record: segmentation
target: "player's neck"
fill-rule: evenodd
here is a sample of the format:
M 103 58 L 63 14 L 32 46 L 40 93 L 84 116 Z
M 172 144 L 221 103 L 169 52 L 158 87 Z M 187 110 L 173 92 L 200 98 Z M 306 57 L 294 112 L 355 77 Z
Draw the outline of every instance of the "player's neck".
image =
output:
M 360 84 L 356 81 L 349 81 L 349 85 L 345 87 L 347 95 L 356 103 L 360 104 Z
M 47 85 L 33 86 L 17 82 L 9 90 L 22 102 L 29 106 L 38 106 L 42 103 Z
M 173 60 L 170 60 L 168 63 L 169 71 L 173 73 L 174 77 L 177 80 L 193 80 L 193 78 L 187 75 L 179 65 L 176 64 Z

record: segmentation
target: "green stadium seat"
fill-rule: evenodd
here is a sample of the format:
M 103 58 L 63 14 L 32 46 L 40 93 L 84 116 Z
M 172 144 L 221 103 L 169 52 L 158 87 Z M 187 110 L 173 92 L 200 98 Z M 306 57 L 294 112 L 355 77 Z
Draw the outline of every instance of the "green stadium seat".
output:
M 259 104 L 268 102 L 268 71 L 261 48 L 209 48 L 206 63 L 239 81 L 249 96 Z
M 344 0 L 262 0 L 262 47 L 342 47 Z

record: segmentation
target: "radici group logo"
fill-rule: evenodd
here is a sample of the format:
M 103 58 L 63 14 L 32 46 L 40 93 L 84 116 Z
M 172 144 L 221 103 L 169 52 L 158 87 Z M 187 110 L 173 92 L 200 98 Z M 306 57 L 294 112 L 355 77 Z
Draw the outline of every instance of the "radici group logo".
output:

★ ★ ★ ★ ★ ★ ★

What is needed - From the entries above, return each line with the word "Draw" in it.

Solution to this exercise -
Draw the outline of every instance of the "player's neck".
Draw the outline of every instance of the "green stadium seat".
Draw the outline of every instance of the "radici group logo".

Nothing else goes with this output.